## [PROBLEM TO SOLVE]
Copy the records below in full, changing no character.
------
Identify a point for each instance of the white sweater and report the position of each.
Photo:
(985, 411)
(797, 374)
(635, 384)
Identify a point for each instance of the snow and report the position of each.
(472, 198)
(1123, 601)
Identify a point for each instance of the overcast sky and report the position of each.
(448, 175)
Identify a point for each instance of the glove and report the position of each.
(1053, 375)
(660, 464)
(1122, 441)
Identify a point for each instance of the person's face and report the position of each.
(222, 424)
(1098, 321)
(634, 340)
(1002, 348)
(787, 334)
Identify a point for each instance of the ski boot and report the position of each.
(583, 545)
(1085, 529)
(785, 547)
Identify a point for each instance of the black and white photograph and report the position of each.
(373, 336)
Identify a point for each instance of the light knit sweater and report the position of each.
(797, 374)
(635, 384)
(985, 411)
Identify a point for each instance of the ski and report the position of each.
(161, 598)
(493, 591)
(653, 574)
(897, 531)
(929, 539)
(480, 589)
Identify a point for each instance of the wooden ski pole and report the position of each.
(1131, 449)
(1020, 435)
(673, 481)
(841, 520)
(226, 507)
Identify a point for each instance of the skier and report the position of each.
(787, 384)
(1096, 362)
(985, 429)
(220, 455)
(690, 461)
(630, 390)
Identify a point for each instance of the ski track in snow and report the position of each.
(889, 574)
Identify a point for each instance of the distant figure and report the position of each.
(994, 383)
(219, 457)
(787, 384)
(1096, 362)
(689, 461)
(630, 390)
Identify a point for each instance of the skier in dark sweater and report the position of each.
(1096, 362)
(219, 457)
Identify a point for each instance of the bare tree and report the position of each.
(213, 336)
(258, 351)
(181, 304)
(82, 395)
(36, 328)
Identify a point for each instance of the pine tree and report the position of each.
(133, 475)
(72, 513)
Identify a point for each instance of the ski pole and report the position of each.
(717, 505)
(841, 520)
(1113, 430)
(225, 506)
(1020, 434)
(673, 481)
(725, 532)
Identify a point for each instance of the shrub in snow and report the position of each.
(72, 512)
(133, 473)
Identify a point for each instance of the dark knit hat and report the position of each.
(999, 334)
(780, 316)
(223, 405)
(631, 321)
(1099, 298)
------
## [ANSWER BOX]
Identify a point for each instance of the white sweater and report the position of each.
Photo:
(985, 411)
(797, 374)
(635, 384)
Identify a point for each instance of the snow and report the position of each.
(472, 198)
(1123, 601)
Identify a point for each instance of the overcast sky and report the position of each.
(448, 175)
Identify a point for each instance of the glove and report the position of each.
(1053, 375)
(660, 464)
(1122, 441)
Identify a point for each instance of the person's face and report the position of each.
(222, 424)
(1098, 321)
(634, 340)
(1002, 348)
(787, 334)
Identify a point for each instance of the ski boot and report the position of each.
(583, 545)
(1085, 529)
(785, 547)
Identify a point for each instance of the black and white photograph and report the position of each.
(373, 336)
Identify a point for each instance of the light knit sweater and report the position of each.
(797, 374)
(635, 384)
(985, 411)
Identify a point for each instance of the ski and report the position of each.
(161, 598)
(493, 591)
(653, 574)
(897, 531)
(929, 539)
(480, 589)
Identify a point for each instance of the wooden ski pole and report the position of each.
(1131, 449)
(1020, 435)
(673, 481)
(841, 520)
(226, 507)
Identify a point for each instance of the skier and report the position of each.
(787, 384)
(1096, 362)
(985, 429)
(220, 455)
(690, 461)
(630, 390)
Identify a point for each instance of the ski track in snow and report the position of each.
(889, 574)
Identify a point for each instance of the distant figure and report the position of each.
(994, 383)
(219, 457)
(787, 384)
(1096, 362)
(689, 461)
(630, 390)
Identify a point for each instance of the skier in dark sweater and report the position of each.
(1096, 362)
(219, 457)
Identify a point for each instance of the bare tree and report the position of each.
(213, 336)
(258, 351)
(181, 304)
(82, 395)
(36, 328)
Identify a point for each instance of the pine tree and report the position of each.
(133, 475)
(72, 513)
Identify a point for each instance of the ski pole and report the position of each.
(717, 505)
(841, 520)
(1113, 430)
(225, 506)
(1020, 434)
(673, 481)
(725, 532)
Identify a point for each instance of the shrub in snow and report the position of each.
(72, 512)
(133, 473)
Identify a point for each instance of the dark knit hat and report the position of each.
(999, 334)
(780, 316)
(223, 405)
(631, 321)
(1099, 298)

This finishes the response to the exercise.